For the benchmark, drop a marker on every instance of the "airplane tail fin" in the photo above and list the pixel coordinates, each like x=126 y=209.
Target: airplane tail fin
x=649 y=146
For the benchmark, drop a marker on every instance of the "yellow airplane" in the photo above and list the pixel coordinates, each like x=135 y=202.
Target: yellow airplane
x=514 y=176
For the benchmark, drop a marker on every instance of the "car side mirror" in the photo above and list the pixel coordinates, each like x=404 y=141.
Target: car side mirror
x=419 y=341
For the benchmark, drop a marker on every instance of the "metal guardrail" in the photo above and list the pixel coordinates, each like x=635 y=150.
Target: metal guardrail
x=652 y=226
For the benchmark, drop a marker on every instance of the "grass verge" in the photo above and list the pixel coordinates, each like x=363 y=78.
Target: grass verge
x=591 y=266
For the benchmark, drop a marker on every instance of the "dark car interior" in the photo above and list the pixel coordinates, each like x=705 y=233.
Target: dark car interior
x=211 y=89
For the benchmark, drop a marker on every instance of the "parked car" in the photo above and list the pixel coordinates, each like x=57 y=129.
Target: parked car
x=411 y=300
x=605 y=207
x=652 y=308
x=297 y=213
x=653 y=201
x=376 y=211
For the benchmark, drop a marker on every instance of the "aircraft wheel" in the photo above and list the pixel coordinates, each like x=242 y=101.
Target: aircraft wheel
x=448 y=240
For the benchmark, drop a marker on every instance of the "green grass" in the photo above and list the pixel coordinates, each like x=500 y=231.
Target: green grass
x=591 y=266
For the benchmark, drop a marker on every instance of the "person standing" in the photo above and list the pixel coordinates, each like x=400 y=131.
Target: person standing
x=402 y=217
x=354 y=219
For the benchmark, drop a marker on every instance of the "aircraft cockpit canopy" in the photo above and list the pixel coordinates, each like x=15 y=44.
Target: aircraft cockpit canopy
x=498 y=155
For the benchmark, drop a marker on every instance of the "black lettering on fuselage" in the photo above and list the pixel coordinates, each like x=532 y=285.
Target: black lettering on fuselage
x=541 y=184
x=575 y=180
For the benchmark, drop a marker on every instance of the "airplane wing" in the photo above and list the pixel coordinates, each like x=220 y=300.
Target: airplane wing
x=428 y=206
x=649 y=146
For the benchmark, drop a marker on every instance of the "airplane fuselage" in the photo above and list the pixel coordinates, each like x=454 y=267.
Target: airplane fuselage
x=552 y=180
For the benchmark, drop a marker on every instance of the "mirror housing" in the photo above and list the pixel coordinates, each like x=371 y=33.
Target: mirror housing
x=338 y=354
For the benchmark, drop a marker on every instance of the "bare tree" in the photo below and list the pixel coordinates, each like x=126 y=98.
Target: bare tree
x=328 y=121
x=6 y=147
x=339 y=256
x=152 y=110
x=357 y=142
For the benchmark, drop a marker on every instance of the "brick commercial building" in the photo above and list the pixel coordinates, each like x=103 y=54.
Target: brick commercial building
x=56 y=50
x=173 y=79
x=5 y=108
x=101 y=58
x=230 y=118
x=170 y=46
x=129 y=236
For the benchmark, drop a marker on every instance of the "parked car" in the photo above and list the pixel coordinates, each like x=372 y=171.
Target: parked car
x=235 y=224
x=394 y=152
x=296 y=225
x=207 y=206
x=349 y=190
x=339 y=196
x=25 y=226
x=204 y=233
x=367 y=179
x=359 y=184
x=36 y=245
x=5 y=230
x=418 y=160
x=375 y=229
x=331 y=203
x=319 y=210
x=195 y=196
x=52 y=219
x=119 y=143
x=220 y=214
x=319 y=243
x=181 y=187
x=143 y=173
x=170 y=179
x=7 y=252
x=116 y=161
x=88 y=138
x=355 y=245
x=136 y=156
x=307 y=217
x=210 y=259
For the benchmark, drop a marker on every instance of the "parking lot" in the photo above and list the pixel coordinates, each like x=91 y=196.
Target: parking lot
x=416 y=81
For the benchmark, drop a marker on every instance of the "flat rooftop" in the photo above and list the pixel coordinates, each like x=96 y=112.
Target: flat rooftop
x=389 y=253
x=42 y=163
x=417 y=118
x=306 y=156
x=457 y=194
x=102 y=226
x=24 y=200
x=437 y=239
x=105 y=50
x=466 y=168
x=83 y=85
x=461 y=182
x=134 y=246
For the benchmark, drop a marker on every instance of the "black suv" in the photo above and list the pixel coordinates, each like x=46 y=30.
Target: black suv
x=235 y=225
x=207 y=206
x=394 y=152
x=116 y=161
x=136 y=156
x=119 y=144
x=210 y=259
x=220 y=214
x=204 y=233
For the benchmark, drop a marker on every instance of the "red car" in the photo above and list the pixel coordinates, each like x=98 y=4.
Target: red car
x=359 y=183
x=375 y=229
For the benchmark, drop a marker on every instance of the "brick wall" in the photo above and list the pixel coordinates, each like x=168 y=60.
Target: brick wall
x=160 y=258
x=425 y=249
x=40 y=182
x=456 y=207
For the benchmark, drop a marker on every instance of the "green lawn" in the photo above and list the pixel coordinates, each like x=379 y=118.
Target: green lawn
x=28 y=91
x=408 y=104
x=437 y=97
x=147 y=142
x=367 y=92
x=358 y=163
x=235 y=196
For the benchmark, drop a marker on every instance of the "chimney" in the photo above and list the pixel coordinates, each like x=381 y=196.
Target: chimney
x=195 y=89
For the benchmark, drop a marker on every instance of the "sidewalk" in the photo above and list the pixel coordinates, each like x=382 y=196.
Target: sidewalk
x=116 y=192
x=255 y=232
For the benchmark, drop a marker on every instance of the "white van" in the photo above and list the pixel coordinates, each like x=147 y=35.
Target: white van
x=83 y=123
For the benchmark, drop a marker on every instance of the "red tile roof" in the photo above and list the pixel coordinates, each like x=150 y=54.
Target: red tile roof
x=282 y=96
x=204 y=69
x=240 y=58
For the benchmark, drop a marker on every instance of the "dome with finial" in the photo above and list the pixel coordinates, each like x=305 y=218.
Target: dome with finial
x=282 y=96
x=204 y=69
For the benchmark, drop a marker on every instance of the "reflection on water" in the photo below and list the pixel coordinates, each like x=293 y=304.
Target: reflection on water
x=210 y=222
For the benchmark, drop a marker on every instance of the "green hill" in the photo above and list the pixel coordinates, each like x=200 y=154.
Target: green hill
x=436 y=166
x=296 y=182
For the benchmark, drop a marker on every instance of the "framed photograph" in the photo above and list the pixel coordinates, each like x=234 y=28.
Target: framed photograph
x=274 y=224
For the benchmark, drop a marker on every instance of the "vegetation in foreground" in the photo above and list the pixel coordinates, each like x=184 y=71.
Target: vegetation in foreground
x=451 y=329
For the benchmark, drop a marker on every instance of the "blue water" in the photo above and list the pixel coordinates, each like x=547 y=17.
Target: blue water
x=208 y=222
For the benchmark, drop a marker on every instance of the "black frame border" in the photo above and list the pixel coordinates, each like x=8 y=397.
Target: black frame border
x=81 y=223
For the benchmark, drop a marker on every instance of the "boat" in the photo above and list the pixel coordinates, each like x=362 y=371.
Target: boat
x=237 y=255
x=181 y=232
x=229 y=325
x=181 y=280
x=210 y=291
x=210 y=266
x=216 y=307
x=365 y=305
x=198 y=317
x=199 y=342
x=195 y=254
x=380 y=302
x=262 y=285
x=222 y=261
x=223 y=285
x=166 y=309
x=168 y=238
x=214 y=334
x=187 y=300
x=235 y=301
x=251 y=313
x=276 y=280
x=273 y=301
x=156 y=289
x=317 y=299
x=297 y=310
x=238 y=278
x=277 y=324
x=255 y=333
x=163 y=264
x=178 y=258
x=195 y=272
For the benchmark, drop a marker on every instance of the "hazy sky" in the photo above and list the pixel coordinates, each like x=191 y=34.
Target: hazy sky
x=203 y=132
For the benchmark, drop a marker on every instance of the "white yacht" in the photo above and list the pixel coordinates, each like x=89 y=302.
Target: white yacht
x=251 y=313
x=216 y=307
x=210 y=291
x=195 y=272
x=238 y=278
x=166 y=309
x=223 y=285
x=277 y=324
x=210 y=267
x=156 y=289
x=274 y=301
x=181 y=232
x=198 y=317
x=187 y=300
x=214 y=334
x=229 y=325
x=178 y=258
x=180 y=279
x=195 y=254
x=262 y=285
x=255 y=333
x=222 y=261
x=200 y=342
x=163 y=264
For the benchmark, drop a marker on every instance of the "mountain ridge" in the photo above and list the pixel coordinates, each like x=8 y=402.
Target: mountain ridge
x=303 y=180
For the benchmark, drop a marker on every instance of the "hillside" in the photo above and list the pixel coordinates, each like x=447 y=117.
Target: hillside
• • • • •
> **AIM OF THE TASK**
Reproduce word for word the part of the items above that opens with the line containing "like x=371 y=33." and closes with the line containing "x=129 y=236", including both of those lines.

> **COMPLETED EXERCISE**
For the benchmark, drop a marker on every instance of the "mirror housing" in the photo above and list the pixel coordinates, each like x=371 y=33.
Target: mirror housing
x=338 y=354
For the benchmark, drop a marker on every instance of the "bare tree" in the photo below and list the pixel coordinates, each like x=126 y=98.
Target: bare tree
x=328 y=121
x=6 y=147
x=339 y=256
x=152 y=110
x=357 y=142
For the benchmark, drop a marker on every instance of the "brick commercial building" in the photo above and list the pixel coordinates, each like x=103 y=54.
Target: brick commercial building
x=56 y=50
x=173 y=79
x=5 y=108
x=101 y=58
x=230 y=118
x=170 y=46
x=129 y=236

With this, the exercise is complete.